■ **Location identification entries**
--------------------------------------------------

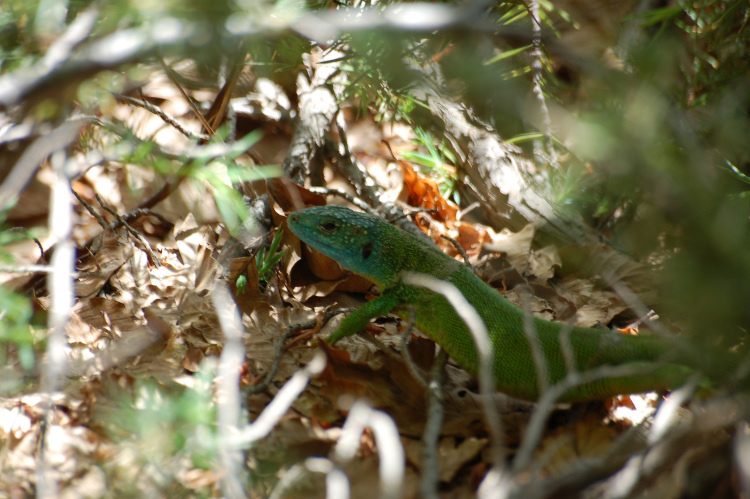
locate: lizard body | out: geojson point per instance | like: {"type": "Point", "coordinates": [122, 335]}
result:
{"type": "Point", "coordinates": [381, 252]}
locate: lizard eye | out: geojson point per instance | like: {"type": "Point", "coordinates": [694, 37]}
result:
{"type": "Point", "coordinates": [328, 226]}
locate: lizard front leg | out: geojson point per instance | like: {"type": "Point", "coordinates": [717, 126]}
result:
{"type": "Point", "coordinates": [358, 320]}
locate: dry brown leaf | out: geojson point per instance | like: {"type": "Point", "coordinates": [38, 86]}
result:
{"type": "Point", "coordinates": [565, 447]}
{"type": "Point", "coordinates": [516, 246]}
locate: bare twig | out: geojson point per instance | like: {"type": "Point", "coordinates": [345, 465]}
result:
{"type": "Point", "coordinates": [228, 392]}
{"type": "Point", "coordinates": [430, 470]}
{"type": "Point", "coordinates": [392, 458]}
{"type": "Point", "coordinates": [62, 294]}
{"type": "Point", "coordinates": [263, 385]}
{"type": "Point", "coordinates": [165, 116]}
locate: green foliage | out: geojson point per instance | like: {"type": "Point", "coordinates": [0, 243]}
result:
{"type": "Point", "coordinates": [434, 163]}
{"type": "Point", "coordinates": [266, 261]}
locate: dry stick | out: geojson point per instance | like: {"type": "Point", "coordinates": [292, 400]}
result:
{"type": "Point", "coordinates": [281, 403]}
{"type": "Point", "coordinates": [390, 449]}
{"type": "Point", "coordinates": [484, 347]}
{"type": "Point", "coordinates": [27, 165]}
{"type": "Point", "coordinates": [173, 78]}
{"type": "Point", "coordinates": [352, 199]}
{"type": "Point", "coordinates": [103, 223]}
{"type": "Point", "coordinates": [61, 302]}
{"type": "Point", "coordinates": [263, 385]}
{"type": "Point", "coordinates": [165, 116]}
{"type": "Point", "coordinates": [428, 483]}
{"type": "Point", "coordinates": [337, 484]}
{"type": "Point", "coordinates": [228, 392]}
{"type": "Point", "coordinates": [154, 259]}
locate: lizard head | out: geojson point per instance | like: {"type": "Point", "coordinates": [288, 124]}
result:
{"type": "Point", "coordinates": [355, 240]}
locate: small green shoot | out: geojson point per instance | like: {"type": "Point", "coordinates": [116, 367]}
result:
{"type": "Point", "coordinates": [266, 261]}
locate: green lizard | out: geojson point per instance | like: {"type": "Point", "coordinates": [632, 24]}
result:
{"type": "Point", "coordinates": [381, 252]}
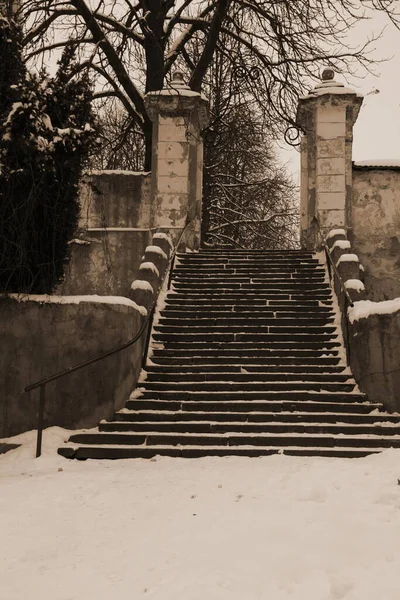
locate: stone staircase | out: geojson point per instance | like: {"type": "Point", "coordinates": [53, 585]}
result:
{"type": "Point", "coordinates": [247, 360]}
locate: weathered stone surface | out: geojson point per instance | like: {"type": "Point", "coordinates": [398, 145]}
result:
{"type": "Point", "coordinates": [327, 116]}
{"type": "Point", "coordinates": [376, 229]}
{"type": "Point", "coordinates": [115, 199]}
{"type": "Point", "coordinates": [178, 116]}
{"type": "Point", "coordinates": [42, 339]}
{"type": "Point", "coordinates": [106, 265]}
{"type": "Point", "coordinates": [375, 358]}
{"type": "Point", "coordinates": [114, 231]}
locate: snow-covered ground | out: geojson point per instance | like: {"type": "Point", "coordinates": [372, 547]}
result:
{"type": "Point", "coordinates": [278, 528]}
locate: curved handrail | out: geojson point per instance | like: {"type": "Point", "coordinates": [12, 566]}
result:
{"type": "Point", "coordinates": [147, 322]}
{"type": "Point", "coordinates": [334, 267]}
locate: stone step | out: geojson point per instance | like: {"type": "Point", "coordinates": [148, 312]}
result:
{"type": "Point", "coordinates": [247, 376]}
{"type": "Point", "coordinates": [122, 452]}
{"type": "Point", "coordinates": [248, 300]}
{"type": "Point", "coordinates": [274, 286]}
{"type": "Point", "coordinates": [154, 388]}
{"type": "Point", "coordinates": [312, 403]}
{"type": "Point", "coordinates": [239, 392]}
{"type": "Point", "coordinates": [239, 354]}
{"type": "Point", "coordinates": [209, 426]}
{"type": "Point", "coordinates": [246, 277]}
{"type": "Point", "coordinates": [186, 311]}
{"type": "Point", "coordinates": [275, 261]}
{"type": "Point", "coordinates": [139, 416]}
{"type": "Point", "coordinates": [177, 302]}
{"type": "Point", "coordinates": [200, 362]}
{"type": "Point", "coordinates": [182, 318]}
{"type": "Point", "coordinates": [230, 297]}
{"type": "Point", "coordinates": [305, 328]}
{"type": "Point", "coordinates": [211, 250]}
{"type": "Point", "coordinates": [237, 439]}
{"type": "Point", "coordinates": [245, 271]}
{"type": "Point", "coordinates": [179, 369]}
{"type": "Point", "coordinates": [224, 342]}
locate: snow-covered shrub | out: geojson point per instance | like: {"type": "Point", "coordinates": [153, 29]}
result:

--------------------------------------------------

Quote the entries in full. Any image among them is to be omitted from the copy.

■ **Exercise output**
locate: lizard body | out: geojson point per instance | like: {"type": "Point", "coordinates": [122, 335]}
result:
{"type": "Point", "coordinates": [381, 252]}
locate: lizard eye | out: geojson point per instance | like: {"type": "Point", "coordinates": [694, 37]}
result:
{"type": "Point", "coordinates": [328, 226]}
locate: lizard front leg | out: geojson point per instance | like: {"type": "Point", "coordinates": [717, 126]}
result:
{"type": "Point", "coordinates": [358, 320]}
locate: dry brown leaf | out: geojson point per instance | like: {"type": "Point", "coordinates": [38, 86]}
result:
{"type": "Point", "coordinates": [565, 447]}
{"type": "Point", "coordinates": [516, 246]}
locate: bare twig | out: geojson point per instance | like: {"type": "Point", "coordinates": [345, 465]}
result:
{"type": "Point", "coordinates": [228, 392]}
{"type": "Point", "coordinates": [430, 470]}
{"type": "Point", "coordinates": [392, 458]}
{"type": "Point", "coordinates": [62, 294]}
{"type": "Point", "coordinates": [263, 385]}
{"type": "Point", "coordinates": [165, 116]}
locate: green foliage | out: geojson point per instance | like: {"type": "Point", "coordinates": [0, 243]}
result:
{"type": "Point", "coordinates": [434, 163]}
{"type": "Point", "coordinates": [266, 261]}
locate: dry stick | out: geojson point per instance | like: {"type": "Point", "coordinates": [292, 400]}
result:
{"type": "Point", "coordinates": [281, 403]}
{"type": "Point", "coordinates": [390, 449]}
{"type": "Point", "coordinates": [484, 347]}
{"type": "Point", "coordinates": [27, 165]}
{"type": "Point", "coordinates": [173, 78]}
{"type": "Point", "coordinates": [352, 199]}
{"type": "Point", "coordinates": [103, 223]}
{"type": "Point", "coordinates": [61, 302]}
{"type": "Point", "coordinates": [263, 385]}
{"type": "Point", "coordinates": [165, 116]}
{"type": "Point", "coordinates": [428, 483]}
{"type": "Point", "coordinates": [337, 484]}
{"type": "Point", "coordinates": [228, 392]}
{"type": "Point", "coordinates": [154, 259]}
locate: lizard head | out: geojson point per instance | like: {"type": "Point", "coordinates": [288, 124]}
result:
{"type": "Point", "coordinates": [355, 240]}
locate: small green shoot | out: geojson point per instance | like: {"type": "Point", "coordinates": [116, 367]}
result:
{"type": "Point", "coordinates": [266, 261]}
locate: green lizard | out: geojson point per instance | like: {"type": "Point", "coordinates": [632, 24]}
result:
{"type": "Point", "coordinates": [381, 252]}
locate: stone staircase | out: geojson point per instance | like: {"type": "Point", "coordinates": [53, 585]}
result:
{"type": "Point", "coordinates": [247, 360]}
locate: weathered stone surface | out: geojson point per instance | like: {"type": "Point", "coordinates": [398, 145]}
result:
{"type": "Point", "coordinates": [327, 116]}
{"type": "Point", "coordinates": [376, 229]}
{"type": "Point", "coordinates": [115, 199]}
{"type": "Point", "coordinates": [178, 116]}
{"type": "Point", "coordinates": [42, 339]}
{"type": "Point", "coordinates": [106, 265]}
{"type": "Point", "coordinates": [375, 358]}
{"type": "Point", "coordinates": [114, 231]}
locate: snow-covered ground | out: geojson point per instance | like: {"type": "Point", "coordinates": [372, 547]}
result:
{"type": "Point", "coordinates": [278, 528]}
locate: curved handrail | out: geojson point per instance | like: {"type": "Point", "coordinates": [12, 566]}
result:
{"type": "Point", "coordinates": [147, 322]}
{"type": "Point", "coordinates": [334, 267]}
locate: stone step | out: geojson point per instance | like: {"type": "Point", "coordinates": [148, 312]}
result:
{"type": "Point", "coordinates": [247, 376]}
{"type": "Point", "coordinates": [122, 452]}
{"type": "Point", "coordinates": [248, 300]}
{"type": "Point", "coordinates": [274, 286]}
{"type": "Point", "coordinates": [154, 388]}
{"type": "Point", "coordinates": [312, 403]}
{"type": "Point", "coordinates": [239, 392]}
{"type": "Point", "coordinates": [239, 354]}
{"type": "Point", "coordinates": [209, 426]}
{"type": "Point", "coordinates": [246, 277]}
{"type": "Point", "coordinates": [186, 311]}
{"type": "Point", "coordinates": [275, 261]}
{"type": "Point", "coordinates": [139, 416]}
{"type": "Point", "coordinates": [177, 302]}
{"type": "Point", "coordinates": [200, 362]}
{"type": "Point", "coordinates": [182, 318]}
{"type": "Point", "coordinates": [230, 297]}
{"type": "Point", "coordinates": [305, 328]}
{"type": "Point", "coordinates": [211, 250]}
{"type": "Point", "coordinates": [237, 439]}
{"type": "Point", "coordinates": [245, 271]}
{"type": "Point", "coordinates": [179, 369]}
{"type": "Point", "coordinates": [224, 342]}
locate: snow-covered shrub | out: geojson point per instance | like: {"type": "Point", "coordinates": [153, 29]}
result:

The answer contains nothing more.